Thursday, February 27, 2014

IKRAR BERAGAMA, SENJATA PERDAMAIAN DUNIA

IKRAR BERAGAMA, SENJATA PERDAMAIAN DUNIA

            “Indonesia Raya….merdeka merdeka… Hiduplah Indonesia Raya.” Sepenggal lirik dari lagu kebangsaan Indonesia ini merupakan harapan akhir suatu bangsa. Indonesia terlepas dari genggaman sekutu sejak 69 tahun silam. Selama itu lah bangsa ini telah memberikan kebebasan bernafas panjang. Namun apakah itu berarti kita sebagai penghuni Negara hanya berdiam diri menghirup kebebasan semata? Is there something you do for the nation? Let’s think over !

             Keadaan semrawutnya suatu bangsa dapat diibaratkan seperti Daun Kering, meskipun banyak tetapi ringan. Jika dilihat dengan kondisi masyarakat maka masyarakat seperti ini berada pada kondisi yang lemah. Meski banyak namun tidak berkualitas, tidak dapat mempunyai kekuatan untuk merubah segala kekurangan atau melawan segala bentuk penjajahan. Daun Kering, selain ringan juga bersuara nyaring. Masyarakat seperti ini hanya bisa berkomentar,                       seharusnya begini semestinya begitu, dulu kita kuat, kita adidaya…namun tidak bisa mewujudkan atau membuktikan dalam bentuk tindakan.

**Tindakan yang Diperlukan**
A. Ganti "tree trunk" dengan "tree stem" pada baris-baris data, mulai dari baris yang memuat "trunk, I would be grateful." hingga baris data terakhir. Tuliskan kembali baris-baris itu tanpa perubahan lain.
B. Teruskan tulisan tentang ikrar beragama sebagai senjata perdamaian dunia dari kalimat terakhirnya.

**Data yang Tersedia**

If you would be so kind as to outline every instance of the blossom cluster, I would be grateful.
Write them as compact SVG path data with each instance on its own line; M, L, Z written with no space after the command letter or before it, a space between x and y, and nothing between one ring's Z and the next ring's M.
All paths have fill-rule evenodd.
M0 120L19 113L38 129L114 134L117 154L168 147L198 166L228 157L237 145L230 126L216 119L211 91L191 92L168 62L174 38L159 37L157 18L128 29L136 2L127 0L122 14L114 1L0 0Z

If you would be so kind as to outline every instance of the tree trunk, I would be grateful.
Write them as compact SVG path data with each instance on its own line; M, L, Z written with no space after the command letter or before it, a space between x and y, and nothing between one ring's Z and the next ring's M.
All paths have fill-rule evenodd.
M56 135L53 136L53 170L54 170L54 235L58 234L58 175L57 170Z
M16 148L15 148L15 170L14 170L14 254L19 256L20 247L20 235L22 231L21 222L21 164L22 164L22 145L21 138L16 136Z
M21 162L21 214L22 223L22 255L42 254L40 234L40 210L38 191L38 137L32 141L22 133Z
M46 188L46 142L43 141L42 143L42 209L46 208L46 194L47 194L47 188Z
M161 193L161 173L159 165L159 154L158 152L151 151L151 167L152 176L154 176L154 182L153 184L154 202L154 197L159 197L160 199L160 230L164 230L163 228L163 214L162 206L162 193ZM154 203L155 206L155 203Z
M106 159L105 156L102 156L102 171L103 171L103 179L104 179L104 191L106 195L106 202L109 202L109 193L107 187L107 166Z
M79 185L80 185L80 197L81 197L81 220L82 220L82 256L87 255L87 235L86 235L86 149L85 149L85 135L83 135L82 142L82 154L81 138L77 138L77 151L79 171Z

**Hasil Setiap Tugas**
A.
If you would be so kind as to outline every instance of the tree stem, I would be grateful.
Write them as compact SVG path data with each instance on its own line; M, L, Z written with no space after the command letter or before it, a space between x and y, and nothing between one ring's Z and the next ring's M.
All paths have fill-rule evenodd.
M56 135L53 136L53 170L54 170L54 235L58 234L58 175L57 170Z
M16 148L15 148L15 170L14 170L14 254L19 256L20 247L20 235L22 231L21 222L21 164L22 164L22 145L21 138L16 136Z
M21 162L21 214L22 223L22 255L42 254L40 234L40 210L38 191L38 137L32 141L22 133Z
M46 188L46 142L43 141L42 143L42 209L46 208L46 194L47 194L47 188Z
M161 193L161 173L159 165L159 154L158 152L151 151L151 167L152 176L154 176L154 182L153 184L154 202L154 197L159 197L160 199L160 230L164 230L163 228L163 214L162 206L162 193ZM154 203L155 206L155 203Z
M106 159L105 156L102 156L102 171L103 171L103 179L104 179L104 191L106 195L106 202L109 202L109 193L107 187L107 166Z
M79 185L80 185L80 197L81 197L81 220L82 220L82 256L87 255L87 235L86 235L86 149L85 149L85 135L83 135L82 142L82 154L81 138L77 138L77 151L79 171Z

B.
            Daun Kering, sulit untuk dikumpulkan, Daun Kering, sangat mudah terbakar., Inilah kondisi masyarakat yang chaos, penuh kecurigaan, penghasutan, saling menjatuhkan dan menghancurkan diantara satu sama lain. Jangan berharap lagi keharmonisan dan kenyamanan hidup akan tercipta pada suatu wilayah atau negara yang memiliki kondisi masyarakat seperti ini. Karena nilai-nilai luhur kemanusiaan tidak dikenal lagi pada kondisi ini. sebab masyarakat pada kondisi ini sangat mengedepankan materialis, oportunis yang kemudian mengacu kepada masyarakat yang egois dan individualis.
            Pertanyaan yang muncul adalah, apakah analogi Daun Kering ini sesuai dengan kondisi masyarakat Indonesia ? Dimana dan berapakah kualitas bangsa Indonesia? “If you want to know the qualities of a nation, just look at the quality and practices of its education system. Almost all advanced nations realize this link and have thus established good education systems.”
(A.Chaedar Alwasilah-Pendidikan Umum dan Liberal)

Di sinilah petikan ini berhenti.